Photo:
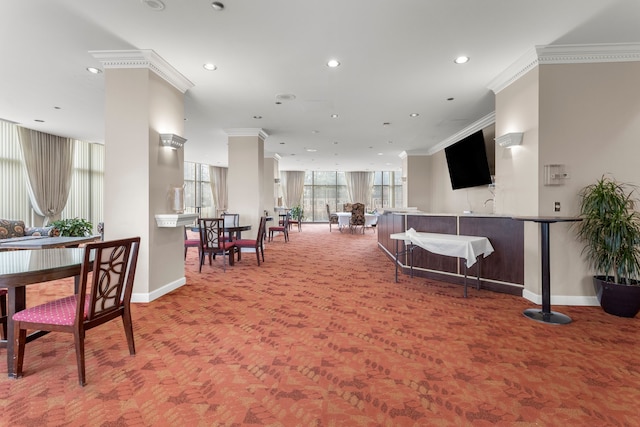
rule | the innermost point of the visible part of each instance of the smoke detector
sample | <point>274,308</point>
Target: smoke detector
<point>285,97</point>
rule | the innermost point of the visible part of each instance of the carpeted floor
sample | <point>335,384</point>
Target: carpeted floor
<point>321,335</point>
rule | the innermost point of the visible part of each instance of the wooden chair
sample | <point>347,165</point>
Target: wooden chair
<point>296,220</point>
<point>333,218</point>
<point>190,243</point>
<point>230,220</point>
<point>357,217</point>
<point>283,227</point>
<point>257,244</point>
<point>104,294</point>
<point>212,242</point>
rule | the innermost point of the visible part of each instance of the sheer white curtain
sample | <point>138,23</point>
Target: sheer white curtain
<point>360,187</point>
<point>48,161</point>
<point>218,179</point>
<point>292,183</point>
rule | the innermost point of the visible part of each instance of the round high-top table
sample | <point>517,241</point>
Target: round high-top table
<point>545,315</point>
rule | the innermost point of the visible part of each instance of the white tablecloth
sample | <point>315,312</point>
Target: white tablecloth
<point>467,247</point>
<point>344,217</point>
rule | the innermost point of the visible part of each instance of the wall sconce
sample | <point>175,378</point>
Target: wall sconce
<point>510,139</point>
<point>171,140</point>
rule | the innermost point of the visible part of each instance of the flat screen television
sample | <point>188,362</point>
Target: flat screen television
<point>467,162</point>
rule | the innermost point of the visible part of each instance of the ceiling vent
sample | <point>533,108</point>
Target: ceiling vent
<point>156,5</point>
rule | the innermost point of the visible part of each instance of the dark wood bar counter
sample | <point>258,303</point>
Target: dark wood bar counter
<point>502,272</point>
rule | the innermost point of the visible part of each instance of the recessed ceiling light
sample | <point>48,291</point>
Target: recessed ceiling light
<point>156,5</point>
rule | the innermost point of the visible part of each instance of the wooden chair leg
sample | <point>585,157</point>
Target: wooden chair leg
<point>21,340</point>
<point>78,337</point>
<point>128,331</point>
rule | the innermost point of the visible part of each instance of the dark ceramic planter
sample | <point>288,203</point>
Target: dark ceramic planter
<point>616,299</point>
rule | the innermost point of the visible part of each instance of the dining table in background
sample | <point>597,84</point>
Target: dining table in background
<point>19,269</point>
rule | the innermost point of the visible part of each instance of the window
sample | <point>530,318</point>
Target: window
<point>322,188</point>
<point>86,192</point>
<point>197,190</point>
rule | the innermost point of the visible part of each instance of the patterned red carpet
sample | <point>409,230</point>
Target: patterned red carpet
<point>321,335</point>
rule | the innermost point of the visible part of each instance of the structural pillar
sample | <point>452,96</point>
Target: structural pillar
<point>144,97</point>
<point>245,176</point>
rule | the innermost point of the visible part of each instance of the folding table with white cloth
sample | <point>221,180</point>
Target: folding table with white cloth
<point>471,248</point>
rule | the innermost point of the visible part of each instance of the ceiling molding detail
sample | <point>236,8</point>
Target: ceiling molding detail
<point>487,120</point>
<point>143,59</point>
<point>565,54</point>
<point>247,132</point>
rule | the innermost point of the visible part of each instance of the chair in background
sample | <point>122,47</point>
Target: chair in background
<point>295,218</point>
<point>333,218</point>
<point>357,217</point>
<point>190,243</point>
<point>283,227</point>
<point>3,313</point>
<point>257,244</point>
<point>212,242</point>
<point>104,294</point>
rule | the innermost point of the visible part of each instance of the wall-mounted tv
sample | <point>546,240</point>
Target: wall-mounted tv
<point>467,162</point>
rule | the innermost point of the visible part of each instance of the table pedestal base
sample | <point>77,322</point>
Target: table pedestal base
<point>552,317</point>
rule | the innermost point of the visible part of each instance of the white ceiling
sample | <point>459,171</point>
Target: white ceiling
<point>397,58</point>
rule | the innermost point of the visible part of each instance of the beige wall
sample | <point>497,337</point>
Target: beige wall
<point>245,180</point>
<point>139,106</point>
<point>270,189</point>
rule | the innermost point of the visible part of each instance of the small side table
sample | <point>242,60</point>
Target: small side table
<point>546,315</point>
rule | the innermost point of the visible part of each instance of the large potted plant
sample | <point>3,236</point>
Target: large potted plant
<point>610,231</point>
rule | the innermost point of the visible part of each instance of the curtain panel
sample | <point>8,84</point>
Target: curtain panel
<point>360,187</point>
<point>218,182</point>
<point>48,162</point>
<point>292,183</point>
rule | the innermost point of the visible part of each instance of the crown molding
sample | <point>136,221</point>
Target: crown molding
<point>487,120</point>
<point>259,132</point>
<point>143,59</point>
<point>565,54</point>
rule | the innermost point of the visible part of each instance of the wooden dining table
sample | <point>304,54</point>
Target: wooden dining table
<point>19,269</point>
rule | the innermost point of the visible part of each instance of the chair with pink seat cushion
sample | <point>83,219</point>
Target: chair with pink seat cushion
<point>105,286</point>
<point>190,243</point>
<point>257,243</point>
<point>212,242</point>
<point>3,313</point>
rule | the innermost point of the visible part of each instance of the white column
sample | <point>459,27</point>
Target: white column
<point>144,97</point>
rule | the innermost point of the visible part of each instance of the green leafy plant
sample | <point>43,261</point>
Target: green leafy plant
<point>297,213</point>
<point>610,229</point>
<point>73,227</point>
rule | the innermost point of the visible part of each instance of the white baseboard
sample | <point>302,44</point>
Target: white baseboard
<point>148,297</point>
<point>579,300</point>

○ ○ ○

▶ _EXERCISE DESCRIPTION_
Rewrite all of the entries above as a JSON list of strings, one string per line, and skip blank lines. Omit the pictures.

▶ _FINISHED ANSWER_
[
  "Photo:",
  "rule | the innermost point of the visible part of each instance of the smoke detector",
  "sample | <point>274,308</point>",
  "Target: smoke detector",
  "<point>285,97</point>",
  "rule | the innermost point of the visible part of each instance of the carpeted floor",
  "sample | <point>335,384</point>",
  "Target: carpeted floor",
  "<point>321,335</point>",
  "rule | the innermost point of the visible part of each instance of the wooden chair",
  "sample | <point>347,165</point>",
  "Target: wooden chair",
  "<point>296,220</point>",
  "<point>333,218</point>",
  "<point>190,243</point>",
  "<point>230,220</point>",
  "<point>357,217</point>",
  "<point>283,227</point>",
  "<point>257,244</point>",
  "<point>104,294</point>",
  "<point>212,242</point>",
  "rule | the innermost point of the visible part of each instance of the sheer white curtain",
  "sample | <point>138,23</point>",
  "Target: sheer white curtain",
  "<point>360,187</point>",
  "<point>48,161</point>",
  "<point>218,179</point>",
  "<point>292,183</point>",
  "rule | the innermost point of the visible part of each instance of the round high-top table",
  "sample | <point>517,241</point>",
  "Target: round high-top table",
  "<point>545,315</point>",
  "rule | the innermost point of the visible part of each instance of the white tablecloth",
  "sample | <point>315,312</point>",
  "Target: white tablecloth",
  "<point>467,247</point>",
  "<point>344,217</point>",
  "rule | the innermost point of the visible part of each instance of the wall sconce",
  "sample | <point>175,378</point>",
  "Target: wall sconce",
  "<point>510,139</point>",
  "<point>171,140</point>",
  "rule | the innermost point of the visible part of each instance of the flat screen television",
  "sample | <point>188,362</point>",
  "Target: flat screen television",
  "<point>467,162</point>",
  "rule | the innermost point of the visible part of each instance of the ceiling vent",
  "sample | <point>533,108</point>",
  "Target: ceiling vent",
  "<point>156,5</point>",
  "rule | the innermost point of the visible part of each instance of the dark wood bar counter",
  "sample | <point>258,303</point>",
  "Target: dark wood bar counter",
  "<point>502,272</point>",
  "rule | the innermost point of the visible part of each instance of the recessed ceiling light",
  "sample | <point>48,291</point>",
  "Target: recessed ceiling light",
  "<point>156,5</point>",
  "rule | the innermost point of the visible part of each instance of the wooden chair leg",
  "sample | <point>585,157</point>",
  "Target: wooden chair leg",
  "<point>21,340</point>",
  "<point>78,337</point>",
  "<point>128,331</point>",
  "rule | the innermost point of the visible part of each instance of the dark ceramic planter",
  "sample | <point>288,203</point>",
  "Target: dark ceramic planter",
  "<point>616,299</point>",
  "rule | the innermost point of the visible part of each instance of the dining table in background",
  "sample | <point>597,84</point>",
  "Target: dining table in background",
  "<point>19,269</point>",
  "rule | the innermost point of the visible part of each instance of the window",
  "sample | <point>530,318</point>",
  "Target: window",
  "<point>322,188</point>",
  "<point>86,192</point>",
  "<point>197,190</point>",
  "rule | the innermost point of the visible part of each instance of the patterned red carpet",
  "sample | <point>409,230</point>",
  "Target: patterned red carpet",
  "<point>321,335</point>",
  "rule | the innermost point of the visible part of each instance of the structural pillar",
  "sample | <point>452,96</point>",
  "Target: structural pillar",
  "<point>144,97</point>",
  "<point>245,176</point>",
  "rule | the innermost point of the visible part of each instance of the folding table with white cloth",
  "sample | <point>221,180</point>",
  "Target: folding table with white cloth",
  "<point>471,248</point>",
  "rule | the innermost point of the visible part of each instance of the ceiling molding detail",
  "sample | <point>236,8</point>",
  "Target: ceiling molding detail",
  "<point>487,120</point>",
  "<point>143,59</point>",
  "<point>565,54</point>",
  "<point>247,132</point>",
  "rule | the innermost point of the visible part of each instance of the chair in background",
  "sample | <point>122,47</point>",
  "Target: chair in background",
  "<point>295,218</point>",
  "<point>333,218</point>",
  "<point>357,217</point>",
  "<point>190,243</point>",
  "<point>283,227</point>",
  "<point>3,313</point>",
  "<point>257,244</point>",
  "<point>212,242</point>",
  "<point>104,294</point>",
  "rule | the innermost point of the visible part of each instance of the wall-mounted tv",
  "sample | <point>546,240</point>",
  "Target: wall-mounted tv",
  "<point>467,162</point>",
  "rule | the innermost point of the visible part of each instance of the table pedestal base",
  "sample | <point>77,322</point>",
  "Target: table pedestal base",
  "<point>552,317</point>",
  "rule | the innermost point of the visible part of each instance of the white ceiling",
  "sample | <point>459,171</point>",
  "Target: white ceiling",
  "<point>397,58</point>",
  "rule | the innermost point of the visible part of each instance of the beige wall",
  "sample | <point>497,337</point>",
  "Target: beige wall",
  "<point>245,180</point>",
  "<point>139,106</point>",
  "<point>270,189</point>",
  "rule | the innermost point of the visible part of each instance of the small side table",
  "sample | <point>242,60</point>",
  "Target: small side table",
  "<point>546,315</point>",
  "rule | the innermost point of the visible part of each instance of the large potted plant",
  "sample | <point>3,236</point>",
  "Target: large potted plant",
  "<point>610,231</point>",
  "rule | the innermost point of the visible part of each instance of the curtain panel",
  "sample | <point>8,84</point>",
  "Target: curtain panel",
  "<point>360,187</point>",
  "<point>218,182</point>",
  "<point>48,162</point>",
  "<point>292,183</point>",
  "rule | the innermost point of the visible part of each instance of the crown molding",
  "sample | <point>136,221</point>",
  "Target: crown molding",
  "<point>487,120</point>",
  "<point>259,132</point>",
  "<point>143,59</point>",
  "<point>565,54</point>",
  "rule | the innermost point of the visible part of each instance of the wooden dining table",
  "sample | <point>304,54</point>",
  "Target: wooden dining table",
  "<point>19,269</point>",
  "rule | the innermost point of the visible part of each instance of the chair with pink seat cushion",
  "sample | <point>83,219</point>",
  "Target: chair with pink seat cushion",
  "<point>105,286</point>",
  "<point>190,243</point>",
  "<point>257,243</point>",
  "<point>212,242</point>",
  "<point>3,313</point>",
  "rule | the innermost point of the visible part of each instance of the white column",
  "sample | <point>459,27</point>",
  "Target: white column",
  "<point>144,97</point>",
  "rule | the innermost point of the visible part of each instance of the green leafy plant",
  "sample | <point>43,261</point>",
  "Target: green leafy plant",
  "<point>297,213</point>",
  "<point>610,229</point>",
  "<point>73,227</point>",
  "rule | the innermost point of the visible part of each instance of the white baseboard",
  "sample | <point>302,44</point>",
  "Target: white baseboard",
  "<point>148,297</point>",
  "<point>579,300</point>"
]